Quote every line as given.

----

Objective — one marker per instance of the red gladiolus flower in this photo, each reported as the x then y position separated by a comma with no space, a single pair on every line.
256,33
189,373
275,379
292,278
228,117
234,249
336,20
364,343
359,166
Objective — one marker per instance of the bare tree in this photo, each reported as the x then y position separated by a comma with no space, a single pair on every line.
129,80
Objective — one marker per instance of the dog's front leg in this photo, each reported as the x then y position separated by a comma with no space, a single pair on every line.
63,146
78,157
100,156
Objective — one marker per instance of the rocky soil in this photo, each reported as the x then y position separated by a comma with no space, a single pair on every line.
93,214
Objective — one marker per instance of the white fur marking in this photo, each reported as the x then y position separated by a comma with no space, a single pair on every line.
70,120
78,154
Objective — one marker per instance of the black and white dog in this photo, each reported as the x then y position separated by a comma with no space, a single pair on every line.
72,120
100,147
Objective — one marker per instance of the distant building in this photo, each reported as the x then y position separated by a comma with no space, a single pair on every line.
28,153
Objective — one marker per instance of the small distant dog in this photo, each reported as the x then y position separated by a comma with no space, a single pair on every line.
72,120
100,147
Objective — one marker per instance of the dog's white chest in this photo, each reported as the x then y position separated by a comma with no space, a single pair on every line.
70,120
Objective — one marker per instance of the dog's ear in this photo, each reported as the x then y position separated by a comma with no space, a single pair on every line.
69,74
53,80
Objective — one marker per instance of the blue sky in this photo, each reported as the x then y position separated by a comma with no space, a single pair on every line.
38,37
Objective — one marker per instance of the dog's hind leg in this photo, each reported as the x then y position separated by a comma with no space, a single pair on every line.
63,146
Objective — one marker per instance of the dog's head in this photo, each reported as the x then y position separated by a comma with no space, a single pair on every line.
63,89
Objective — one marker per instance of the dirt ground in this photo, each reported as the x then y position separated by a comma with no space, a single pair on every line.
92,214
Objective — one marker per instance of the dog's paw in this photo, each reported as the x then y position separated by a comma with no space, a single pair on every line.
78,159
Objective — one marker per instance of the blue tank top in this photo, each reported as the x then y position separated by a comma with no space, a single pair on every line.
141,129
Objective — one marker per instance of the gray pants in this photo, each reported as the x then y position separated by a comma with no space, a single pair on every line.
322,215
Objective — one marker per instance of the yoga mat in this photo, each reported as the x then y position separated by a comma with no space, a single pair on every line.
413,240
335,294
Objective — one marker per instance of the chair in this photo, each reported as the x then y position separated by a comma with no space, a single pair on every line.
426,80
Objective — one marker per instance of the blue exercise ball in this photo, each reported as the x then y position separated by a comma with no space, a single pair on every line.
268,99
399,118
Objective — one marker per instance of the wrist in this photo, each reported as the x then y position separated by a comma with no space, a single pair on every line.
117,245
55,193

----

§ **Exercise answer**
Objective — one marker per instance of the red gladiolus flower in this photo, each reported as the x then y position separated by a comma with no space, a single pair on every line.
256,33
189,373
275,379
292,278
228,117
234,249
336,20
364,343
359,166
Objective — one marker per instance of the bare tree in this photo, each reported as the x then y position separated by a comma with no space, a single pair on every line.
129,80
Objective — one marker per instance of the dog's front leg in this photo, each reported as the x then y position separated by a comma with no space, a single pair on every line.
63,146
78,157
100,156
Objective — one marker per instance of the rocky soil in this photo, each reported as the x then y position separated by a comma with no space, a single pair on every line.
93,214
Objective — one marker per instance of the white fur marking in this photo, each reported as the x then y position separated by a comma with no space, a single pair on every line.
70,120
78,154
Objective — one marker per instance of the black and white dog in this photo, each reported as the x then y position separated by a comma with no space, a single pair on every line.
72,120
100,147
Objective — one marker per instance of the distant building in this photo, each reported as the x then y position separated by a comma with no space, a single pair on every line.
28,153
Objective — one marker per instance of the small distant dog in this photo, each reported as the x then y position separated by a comma with no space, a single pair on every line.
72,120
100,147
Objective — one marker per instance of the dog's white chest in this photo, each reported as the x then y position separated by a comma with no space, a single pair on every line.
70,120
Objective — one marker per instance of the dog's ear in this photo, each reported as the x then y position separated by a comma with no space, a single pair on every line.
69,74
53,80
Objective — one marker per instance of the blue sky in this photo, each reported as the x then y position separated by a comma with no space, a single pair on every line.
38,37
Objective — one marker per instance of the dog's hind leg in this photo, each reported as the x then y position separated by a comma with no space, a single pair on every line.
63,146
Objective — one marker per instance of the dog's head in this photo, each reported as the x then y position separated by a comma with no space, a single pair on every line.
63,89
Objective — one marker per instance of the dirt ground in this photo, each reported as the x then y position separated by a comma with no space, a single pair on every line.
92,214
Objective — one marker per instance of the dog's paw in this photo, each reported as the x then y position separated by a comma with no space, a single pair on every line.
78,159
Objective — one marker per instance of the blue tank top in this photo, each reported as the x then y position separated by a comma with no space, a single pair on every line.
141,129
Objective — one marker per instance of the gray pants in this photo, each reported as the x then y position separated by a comma with no space, a single pair on every line.
322,215
Objective — one marker per instance of the yoga mat in this photo, each reported as the x then y position separated by a comma with no space, a single pair on every line.
413,240
335,294
Objective — one marker per instance of the chair in this photo, each reported as the x then y position separated by a comma with no space, a single pair on every line.
426,80
Objective — one marker per instance of the blue exercise ball in this photo, each reported as the x then y position separated by a comma with no space, a single pair on every line.
268,99
399,118
Objective — one marker per instance of the wrist in this photo, each reported as the x then y position separated by a comma with no space, a single pair on every line.
117,245
55,193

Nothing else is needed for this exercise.